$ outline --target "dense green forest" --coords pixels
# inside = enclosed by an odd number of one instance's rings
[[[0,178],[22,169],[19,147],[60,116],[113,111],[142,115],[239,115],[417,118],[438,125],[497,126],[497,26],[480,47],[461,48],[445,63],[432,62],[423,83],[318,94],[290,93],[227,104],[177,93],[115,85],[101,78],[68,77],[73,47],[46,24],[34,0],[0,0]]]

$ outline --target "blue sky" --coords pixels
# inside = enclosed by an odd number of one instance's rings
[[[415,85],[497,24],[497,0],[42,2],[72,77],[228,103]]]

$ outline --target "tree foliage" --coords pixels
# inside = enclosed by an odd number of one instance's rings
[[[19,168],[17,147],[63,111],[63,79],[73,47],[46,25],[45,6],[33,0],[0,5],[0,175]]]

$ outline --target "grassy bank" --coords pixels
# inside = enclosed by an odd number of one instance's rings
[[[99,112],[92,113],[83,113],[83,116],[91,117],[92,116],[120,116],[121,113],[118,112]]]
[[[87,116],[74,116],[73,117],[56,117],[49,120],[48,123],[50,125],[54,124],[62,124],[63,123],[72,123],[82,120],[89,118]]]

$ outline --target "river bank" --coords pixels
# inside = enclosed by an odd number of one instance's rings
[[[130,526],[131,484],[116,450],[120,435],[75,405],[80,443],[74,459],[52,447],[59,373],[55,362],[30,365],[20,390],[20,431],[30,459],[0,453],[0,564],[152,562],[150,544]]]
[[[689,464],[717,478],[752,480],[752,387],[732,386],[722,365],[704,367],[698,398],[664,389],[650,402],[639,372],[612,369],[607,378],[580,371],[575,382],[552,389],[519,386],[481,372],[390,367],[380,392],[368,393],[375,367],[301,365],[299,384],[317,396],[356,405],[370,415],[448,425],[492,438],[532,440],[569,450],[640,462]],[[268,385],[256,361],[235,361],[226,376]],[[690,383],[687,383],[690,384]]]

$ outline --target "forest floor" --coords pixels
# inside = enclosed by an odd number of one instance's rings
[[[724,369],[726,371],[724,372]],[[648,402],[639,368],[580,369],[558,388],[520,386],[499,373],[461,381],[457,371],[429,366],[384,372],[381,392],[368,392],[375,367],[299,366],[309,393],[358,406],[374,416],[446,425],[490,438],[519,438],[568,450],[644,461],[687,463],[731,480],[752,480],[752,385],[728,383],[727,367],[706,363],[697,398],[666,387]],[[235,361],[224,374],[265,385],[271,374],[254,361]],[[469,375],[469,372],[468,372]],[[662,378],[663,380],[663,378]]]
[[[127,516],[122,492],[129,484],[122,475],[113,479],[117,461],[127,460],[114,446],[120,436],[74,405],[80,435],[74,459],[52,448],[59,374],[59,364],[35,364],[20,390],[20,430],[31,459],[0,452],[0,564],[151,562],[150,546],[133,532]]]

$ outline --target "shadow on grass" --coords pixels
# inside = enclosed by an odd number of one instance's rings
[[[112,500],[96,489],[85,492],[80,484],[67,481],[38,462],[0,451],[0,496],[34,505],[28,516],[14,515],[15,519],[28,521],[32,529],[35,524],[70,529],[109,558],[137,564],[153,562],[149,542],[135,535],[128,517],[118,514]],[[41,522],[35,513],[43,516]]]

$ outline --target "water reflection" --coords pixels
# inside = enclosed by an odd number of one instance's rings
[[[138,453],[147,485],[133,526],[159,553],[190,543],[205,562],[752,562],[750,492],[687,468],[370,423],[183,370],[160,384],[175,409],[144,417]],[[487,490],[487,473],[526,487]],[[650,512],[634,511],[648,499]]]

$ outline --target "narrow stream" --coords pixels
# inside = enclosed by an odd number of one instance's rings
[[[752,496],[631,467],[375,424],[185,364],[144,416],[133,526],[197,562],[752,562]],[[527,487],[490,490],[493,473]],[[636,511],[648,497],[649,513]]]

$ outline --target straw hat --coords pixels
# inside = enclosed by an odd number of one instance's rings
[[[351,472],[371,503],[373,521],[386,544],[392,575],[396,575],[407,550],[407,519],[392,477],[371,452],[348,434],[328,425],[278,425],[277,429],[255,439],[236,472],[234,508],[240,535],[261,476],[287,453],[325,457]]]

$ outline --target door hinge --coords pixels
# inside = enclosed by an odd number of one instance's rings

---

Go through the listing and print each line exactly as it appears.

Response for this exercise:
$ outline --target "dense green forest" --coords pixels
# inside = enclosed by an odd number of one instance's rings
[[[0,178],[22,169],[19,147],[60,116],[113,111],[142,115],[239,115],[417,118],[438,125],[497,126],[497,26],[480,47],[461,48],[445,63],[432,62],[423,83],[318,94],[290,93],[227,104],[177,93],[115,85],[101,78],[68,77],[73,47],[46,24],[34,0],[0,0]]]

$ outline --target "blue sky" --coords pixels
# inside = enclosed by an odd number of one instance's rings
[[[415,85],[497,24],[497,0],[42,2],[72,77],[228,103]]]

$ outline --target "tree foliage" --coords pixels
# inside = enclosed by an odd number of one instance's rings
[[[19,168],[17,147],[63,111],[63,79],[73,47],[46,25],[45,6],[33,0],[0,5],[0,175]]]

$ outline --target "grassy bank" --coords pixels
# inside = enclosed by an odd number of one instance's rings
[[[99,112],[92,113],[83,113],[83,116],[91,117],[92,116],[120,116],[121,113],[118,112]]]
[[[87,116],[74,116],[73,117],[56,117],[49,120],[48,123],[50,125],[54,124],[62,124],[63,123],[72,123],[82,120],[89,118]]]

$ outline --target "river bank" --coords pixels
# inside = enclosed by an odd number of one instance's rings
[[[130,526],[131,484],[116,450],[120,435],[75,405],[80,443],[74,459],[52,447],[59,373],[55,362],[30,365],[20,390],[20,431],[30,459],[0,453],[0,564],[152,562],[150,544]]]
[[[689,464],[717,478],[752,480],[752,387],[732,386],[722,365],[704,367],[698,398],[664,389],[650,402],[639,372],[612,369],[607,378],[580,371],[575,382],[552,389],[519,386],[481,372],[390,367],[380,392],[368,393],[375,367],[301,365],[299,384],[317,396],[356,405],[370,415],[448,425],[492,438],[532,440],[569,450],[640,462]],[[268,385],[256,361],[235,361],[226,376]],[[690,383],[687,383],[690,384]]]

$ outline --target "forest floor" --coords pixels
# inside = enclosed by an odd number of one instance's rings
[[[724,369],[726,371],[724,372]],[[648,402],[639,368],[580,369],[558,388],[520,386],[499,373],[461,381],[457,371],[429,366],[384,372],[381,392],[368,392],[375,367],[299,366],[309,393],[358,406],[374,416],[446,425],[490,438],[519,438],[568,450],[644,461],[687,463],[731,480],[752,480],[752,385],[728,383],[727,367],[706,363],[697,398],[666,387]],[[235,361],[224,374],[265,385],[271,374],[254,361]],[[469,375],[469,372],[468,372]],[[662,378],[663,380],[663,378]]]
[[[127,516],[122,492],[129,484],[122,475],[113,479],[117,461],[127,460],[114,446],[120,436],[74,405],[80,435],[74,459],[52,448],[59,374],[59,364],[35,364],[20,390],[20,430],[31,459],[0,452],[0,564],[151,562],[150,546],[133,532]]]

$ outline --target "shadow on grass" --coords pixels
# inside = enclosed by an odd number of one instance's rings
[[[112,500],[96,489],[85,492],[80,484],[67,481],[38,462],[0,451],[0,496],[34,505],[28,516],[14,515],[15,519],[28,521],[32,529],[35,524],[70,529],[109,558],[137,564],[153,562],[149,542],[135,535],[128,517],[118,514]],[[41,522],[35,513],[43,516]]]

$ outline --target "water reflection" --coords pixels
# inside = enclosed by an odd number of one instance's rings
[[[138,453],[147,485],[133,526],[159,553],[190,543],[205,562],[752,562],[750,492],[687,468],[370,423],[183,370],[160,384],[175,409],[144,417]],[[487,490],[487,473],[526,487]],[[650,512],[634,511],[648,499]]]

$ outline --target "narrow stream" --coords pixels
# inside = enclosed by an odd number of one instance's rings
[[[752,496],[631,467],[375,424],[185,364],[144,416],[133,526],[197,562],[752,562]],[[527,487],[490,490],[493,473]],[[636,511],[648,497],[649,513]]]

$ outline --target straw hat --coords pixels
# inside = enclosed by an odd number of one instance's rings
[[[351,472],[371,503],[373,521],[386,544],[392,575],[396,575],[407,550],[407,519],[392,477],[371,452],[348,434],[328,425],[278,425],[277,429],[255,439],[236,472],[234,508],[240,535],[261,476],[287,453],[325,457]]]

$ outline --target door hinge --coords pixels
# inside = enclosed by an odd number of one instance's rings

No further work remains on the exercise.